| Goal of the exercise |
In the material below, how many lines contain "pipe"? Answer with the number alone.

_ _ _ _ _

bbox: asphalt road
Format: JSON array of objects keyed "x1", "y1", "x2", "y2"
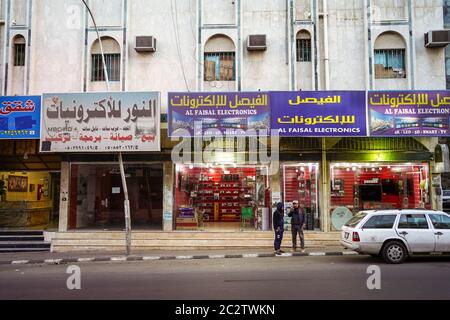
[{"x1": 1, "y1": 255, "x2": 450, "y2": 300}]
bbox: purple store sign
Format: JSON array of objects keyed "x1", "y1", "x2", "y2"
[
  {"x1": 369, "y1": 91, "x2": 450, "y2": 137},
  {"x1": 270, "y1": 91, "x2": 367, "y2": 137},
  {"x1": 168, "y1": 92, "x2": 270, "y2": 137}
]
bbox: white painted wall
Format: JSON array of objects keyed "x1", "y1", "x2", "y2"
[{"x1": 0, "y1": 0, "x2": 446, "y2": 105}]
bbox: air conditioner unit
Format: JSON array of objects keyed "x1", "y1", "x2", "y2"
[
  {"x1": 424, "y1": 30, "x2": 450, "y2": 48},
  {"x1": 247, "y1": 34, "x2": 267, "y2": 51},
  {"x1": 135, "y1": 36, "x2": 156, "y2": 52}
]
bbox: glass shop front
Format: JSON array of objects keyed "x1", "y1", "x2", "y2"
[
  {"x1": 329, "y1": 162, "x2": 431, "y2": 231},
  {"x1": 174, "y1": 164, "x2": 271, "y2": 231}
]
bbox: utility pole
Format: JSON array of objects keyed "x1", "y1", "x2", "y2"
[{"x1": 81, "y1": 0, "x2": 131, "y2": 255}]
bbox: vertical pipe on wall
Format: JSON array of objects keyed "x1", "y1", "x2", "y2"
[{"x1": 322, "y1": 0, "x2": 329, "y2": 90}]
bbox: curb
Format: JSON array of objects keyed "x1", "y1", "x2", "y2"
[{"x1": 1, "y1": 251, "x2": 359, "y2": 266}]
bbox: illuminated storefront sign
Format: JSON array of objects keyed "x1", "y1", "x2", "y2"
[
  {"x1": 270, "y1": 91, "x2": 367, "y2": 137},
  {"x1": 168, "y1": 92, "x2": 270, "y2": 137},
  {"x1": 0, "y1": 96, "x2": 40, "y2": 139},
  {"x1": 369, "y1": 91, "x2": 450, "y2": 136}
]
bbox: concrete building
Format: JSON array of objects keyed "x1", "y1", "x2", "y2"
[{"x1": 0, "y1": 0, "x2": 449, "y2": 251}]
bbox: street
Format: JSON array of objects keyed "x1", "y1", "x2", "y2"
[{"x1": 1, "y1": 255, "x2": 450, "y2": 300}]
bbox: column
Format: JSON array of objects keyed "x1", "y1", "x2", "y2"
[
  {"x1": 162, "y1": 161, "x2": 174, "y2": 231},
  {"x1": 58, "y1": 161, "x2": 70, "y2": 232}
]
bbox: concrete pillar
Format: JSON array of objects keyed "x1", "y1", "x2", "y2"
[
  {"x1": 58, "y1": 161, "x2": 70, "y2": 232},
  {"x1": 270, "y1": 163, "x2": 282, "y2": 208},
  {"x1": 162, "y1": 161, "x2": 174, "y2": 231}
]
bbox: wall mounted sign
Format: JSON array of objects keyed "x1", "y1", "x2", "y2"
[
  {"x1": 40, "y1": 92, "x2": 161, "y2": 152},
  {"x1": 369, "y1": 91, "x2": 450, "y2": 136},
  {"x1": 270, "y1": 91, "x2": 367, "y2": 137},
  {"x1": 168, "y1": 92, "x2": 270, "y2": 137},
  {"x1": 0, "y1": 96, "x2": 40, "y2": 139}
]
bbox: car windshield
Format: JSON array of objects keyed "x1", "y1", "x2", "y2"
[{"x1": 344, "y1": 212, "x2": 367, "y2": 227}]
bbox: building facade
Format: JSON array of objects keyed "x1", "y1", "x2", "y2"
[{"x1": 0, "y1": 0, "x2": 448, "y2": 238}]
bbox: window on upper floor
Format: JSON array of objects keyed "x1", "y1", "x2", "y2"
[
  {"x1": 90, "y1": 37, "x2": 121, "y2": 82},
  {"x1": 204, "y1": 35, "x2": 236, "y2": 81},
  {"x1": 13, "y1": 36, "x2": 26, "y2": 66},
  {"x1": 374, "y1": 49, "x2": 406, "y2": 79},
  {"x1": 204, "y1": 52, "x2": 235, "y2": 81},
  {"x1": 374, "y1": 31, "x2": 407, "y2": 79},
  {"x1": 296, "y1": 30, "x2": 311, "y2": 62}
]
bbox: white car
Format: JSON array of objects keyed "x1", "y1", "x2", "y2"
[{"x1": 340, "y1": 209, "x2": 450, "y2": 264}]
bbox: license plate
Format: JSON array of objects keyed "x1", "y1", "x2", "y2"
[{"x1": 344, "y1": 232, "x2": 349, "y2": 240}]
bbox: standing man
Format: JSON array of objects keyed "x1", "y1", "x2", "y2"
[
  {"x1": 273, "y1": 202, "x2": 285, "y2": 255},
  {"x1": 288, "y1": 200, "x2": 306, "y2": 253}
]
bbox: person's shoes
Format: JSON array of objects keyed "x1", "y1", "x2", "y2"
[
  {"x1": 279, "y1": 250, "x2": 285, "y2": 254},
  {"x1": 301, "y1": 249, "x2": 306, "y2": 253},
  {"x1": 275, "y1": 250, "x2": 282, "y2": 256}
]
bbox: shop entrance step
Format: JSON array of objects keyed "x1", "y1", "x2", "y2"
[{"x1": 0, "y1": 230, "x2": 50, "y2": 253}]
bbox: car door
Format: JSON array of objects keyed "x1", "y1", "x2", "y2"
[
  {"x1": 396, "y1": 213, "x2": 436, "y2": 253},
  {"x1": 428, "y1": 214, "x2": 450, "y2": 252}
]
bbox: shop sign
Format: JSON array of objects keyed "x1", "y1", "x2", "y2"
[
  {"x1": 369, "y1": 91, "x2": 450, "y2": 136},
  {"x1": 270, "y1": 91, "x2": 367, "y2": 137},
  {"x1": 0, "y1": 95, "x2": 41, "y2": 139},
  {"x1": 40, "y1": 92, "x2": 161, "y2": 152},
  {"x1": 168, "y1": 92, "x2": 270, "y2": 137}
]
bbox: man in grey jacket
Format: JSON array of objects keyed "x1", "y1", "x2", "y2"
[{"x1": 288, "y1": 200, "x2": 306, "y2": 253}]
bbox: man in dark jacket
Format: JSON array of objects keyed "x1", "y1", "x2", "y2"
[
  {"x1": 288, "y1": 200, "x2": 306, "y2": 252},
  {"x1": 273, "y1": 202, "x2": 285, "y2": 255}
]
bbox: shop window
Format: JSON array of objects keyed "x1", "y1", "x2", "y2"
[
  {"x1": 330, "y1": 163, "x2": 431, "y2": 215},
  {"x1": 282, "y1": 164, "x2": 319, "y2": 230},
  {"x1": 0, "y1": 171, "x2": 57, "y2": 229},
  {"x1": 398, "y1": 214, "x2": 429, "y2": 229},
  {"x1": 296, "y1": 30, "x2": 311, "y2": 62},
  {"x1": 175, "y1": 165, "x2": 270, "y2": 231},
  {"x1": 362, "y1": 215, "x2": 397, "y2": 229},
  {"x1": 68, "y1": 164, "x2": 163, "y2": 230},
  {"x1": 13, "y1": 35, "x2": 26, "y2": 66},
  {"x1": 90, "y1": 37, "x2": 121, "y2": 82}
]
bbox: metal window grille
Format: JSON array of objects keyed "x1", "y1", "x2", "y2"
[
  {"x1": 14, "y1": 43, "x2": 26, "y2": 66},
  {"x1": 91, "y1": 53, "x2": 121, "y2": 81},
  {"x1": 374, "y1": 49, "x2": 406, "y2": 79},
  {"x1": 204, "y1": 52, "x2": 236, "y2": 81},
  {"x1": 296, "y1": 39, "x2": 311, "y2": 62}
]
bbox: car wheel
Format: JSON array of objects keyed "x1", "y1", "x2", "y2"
[{"x1": 382, "y1": 241, "x2": 407, "y2": 264}]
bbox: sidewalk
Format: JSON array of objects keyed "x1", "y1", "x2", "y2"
[{"x1": 0, "y1": 246, "x2": 359, "y2": 266}]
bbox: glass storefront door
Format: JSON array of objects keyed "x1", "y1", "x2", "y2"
[
  {"x1": 174, "y1": 164, "x2": 270, "y2": 231},
  {"x1": 69, "y1": 163, "x2": 163, "y2": 230},
  {"x1": 282, "y1": 163, "x2": 320, "y2": 230}
]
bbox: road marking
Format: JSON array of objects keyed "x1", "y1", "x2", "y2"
[
  {"x1": 11, "y1": 260, "x2": 29, "y2": 265},
  {"x1": 243, "y1": 253, "x2": 259, "y2": 258},
  {"x1": 77, "y1": 257, "x2": 94, "y2": 262},
  {"x1": 343, "y1": 251, "x2": 359, "y2": 255}
]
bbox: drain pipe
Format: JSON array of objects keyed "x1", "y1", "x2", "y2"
[
  {"x1": 323, "y1": 0, "x2": 330, "y2": 90},
  {"x1": 82, "y1": 0, "x2": 131, "y2": 255},
  {"x1": 321, "y1": 0, "x2": 330, "y2": 232}
]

_ _ _ _ _

| Your solution |
2